- Opening Delimiter -

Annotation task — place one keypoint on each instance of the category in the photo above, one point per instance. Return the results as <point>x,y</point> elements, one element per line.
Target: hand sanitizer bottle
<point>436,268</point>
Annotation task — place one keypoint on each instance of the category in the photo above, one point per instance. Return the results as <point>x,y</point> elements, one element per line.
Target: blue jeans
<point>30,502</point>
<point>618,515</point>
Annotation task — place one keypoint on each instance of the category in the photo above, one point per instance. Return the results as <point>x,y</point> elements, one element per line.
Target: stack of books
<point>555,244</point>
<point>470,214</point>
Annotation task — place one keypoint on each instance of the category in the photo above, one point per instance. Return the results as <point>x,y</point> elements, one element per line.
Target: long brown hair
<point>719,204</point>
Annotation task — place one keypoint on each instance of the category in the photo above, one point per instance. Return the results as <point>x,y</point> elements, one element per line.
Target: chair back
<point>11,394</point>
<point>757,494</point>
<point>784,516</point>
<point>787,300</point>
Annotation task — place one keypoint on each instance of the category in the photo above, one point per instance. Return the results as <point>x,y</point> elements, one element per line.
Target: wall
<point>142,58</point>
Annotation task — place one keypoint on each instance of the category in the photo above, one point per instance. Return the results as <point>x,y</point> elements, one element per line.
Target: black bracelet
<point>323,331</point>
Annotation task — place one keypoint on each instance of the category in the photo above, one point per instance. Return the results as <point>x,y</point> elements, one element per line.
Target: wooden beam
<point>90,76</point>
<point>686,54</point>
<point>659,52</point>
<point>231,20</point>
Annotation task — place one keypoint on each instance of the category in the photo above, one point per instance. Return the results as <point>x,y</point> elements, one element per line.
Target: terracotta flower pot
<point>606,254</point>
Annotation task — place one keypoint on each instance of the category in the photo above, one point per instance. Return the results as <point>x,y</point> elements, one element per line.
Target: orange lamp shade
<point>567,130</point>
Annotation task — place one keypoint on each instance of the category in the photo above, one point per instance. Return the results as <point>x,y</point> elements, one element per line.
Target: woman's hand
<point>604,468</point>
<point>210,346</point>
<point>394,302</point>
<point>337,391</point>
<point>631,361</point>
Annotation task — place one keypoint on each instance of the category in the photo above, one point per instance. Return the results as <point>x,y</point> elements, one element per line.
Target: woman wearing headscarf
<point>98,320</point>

- Closing Delimiter -

Each record has to be given again exactly as written.

• [Answer space]:
Annotation task — place one keypoint on each instance of the category in the photo above, one point per instance. Return the results as <point>x,y</point> elements, one element per line.
Target: hand sanitizer bottle
<point>436,268</point>
Annotation task — place one keypoint on each instance of the category in the photo above, one point per instance. Return the results as <point>x,y</point> elements, one element per line.
Target: blue jeans
<point>30,502</point>
<point>618,515</point>
Annotation task — place one keypoint on each instance of the category in the photo above, one point per instance. Return the results as <point>x,y</point> elements, one element per line.
Target: stack of books
<point>555,244</point>
<point>470,214</point>
Annotation task — place one keypoint on each instance of the category in the photo above, one point per instance. Return the results as <point>x,y</point> elements, one element per line.
Target: long brown hair
<point>719,204</point>
Annotation task — place one keypoint on each instance of the category in the photo above, one point per instance. Return the results as <point>x,y</point> elements, one element per line.
Target: chair back
<point>11,394</point>
<point>757,494</point>
<point>784,516</point>
<point>787,300</point>
Annotation task — place one keypoint on each instance of the category in the photo above, one point per instance. Return the results as <point>x,y</point> elements, one element per line.
Target: wall
<point>142,58</point>
Annotation task — place one keypoint on each instance of the category in the photo above, one point per instance. Return the results as <point>x,y</point> elements, one element per line.
Target: black bracelet
<point>323,331</point>
Annotation task — place one keypoint on each instance of the category in the photo above, one point per instance. Return the results as <point>x,y</point> elements, one element per line.
Target: wooden beam
<point>90,76</point>
<point>686,54</point>
<point>659,52</point>
<point>231,20</point>
Annotation task — place one keypoint on each instance of the category in the photo above, one point per instance. Return the results as <point>x,y</point> elements, one element per line.
Target: terracotta flower pot
<point>606,254</point>
Annotation task — place one keypoint on each instance of the category in the photo above, one point per instance. Return the results as <point>x,y</point> elements, one element per line.
Target: orange lamp shade
<point>567,130</point>
Annotation task — place one keypoint on each instance of the category in the photo above, one point per instance. Return the results as <point>x,y</point> elements, one element per line.
Target: woman's hand
<point>604,468</point>
<point>210,346</point>
<point>394,302</point>
<point>337,391</point>
<point>631,361</point>
Annotation task — place one keypoint on each instance of the category in the photo above, one point per instance. Return the results as <point>x,y</point> elements, one element per line.
Target: woman wearing headscarf
<point>98,320</point>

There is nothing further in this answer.